* [Your assignment]: Every line from the one with "Task: point out each instance of the hay bale with" through the end of the material should be written out character for character. Lines before it are excluded.

Data excerpts below:

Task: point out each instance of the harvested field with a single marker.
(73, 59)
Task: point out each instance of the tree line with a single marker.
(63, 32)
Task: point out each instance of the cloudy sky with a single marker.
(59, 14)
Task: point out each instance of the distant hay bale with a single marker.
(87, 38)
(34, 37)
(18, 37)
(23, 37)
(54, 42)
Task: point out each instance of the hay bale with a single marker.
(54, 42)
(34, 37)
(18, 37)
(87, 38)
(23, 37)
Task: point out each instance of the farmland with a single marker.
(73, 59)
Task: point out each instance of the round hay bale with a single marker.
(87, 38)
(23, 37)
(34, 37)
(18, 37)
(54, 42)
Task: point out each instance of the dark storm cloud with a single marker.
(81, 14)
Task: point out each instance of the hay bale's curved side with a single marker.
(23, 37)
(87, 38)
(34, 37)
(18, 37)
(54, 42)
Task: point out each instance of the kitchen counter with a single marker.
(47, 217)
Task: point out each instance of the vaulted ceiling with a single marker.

End of Data excerpts.

* [Answer for the task]:
Task: point out each instance of the hay bale with a single marker.
(54, 42)
(34, 37)
(18, 37)
(87, 38)
(23, 37)
Task: point out each instance of the farmland with a single marker.
(73, 59)
Task: point out each instance of the round hay bale with a single marker.
(87, 38)
(23, 37)
(34, 37)
(18, 37)
(54, 42)
Task: point out each instance of the dark storm cloud with a single marker.
(81, 14)
Task: point out each instance of the hay bale's curved side with a single marker.
(23, 37)
(87, 38)
(34, 37)
(18, 37)
(54, 42)
Task: point out each instance of the kitchen counter with a single marker.
(47, 217)
Task: point out each instance of the vaulted ceiling with a single marker.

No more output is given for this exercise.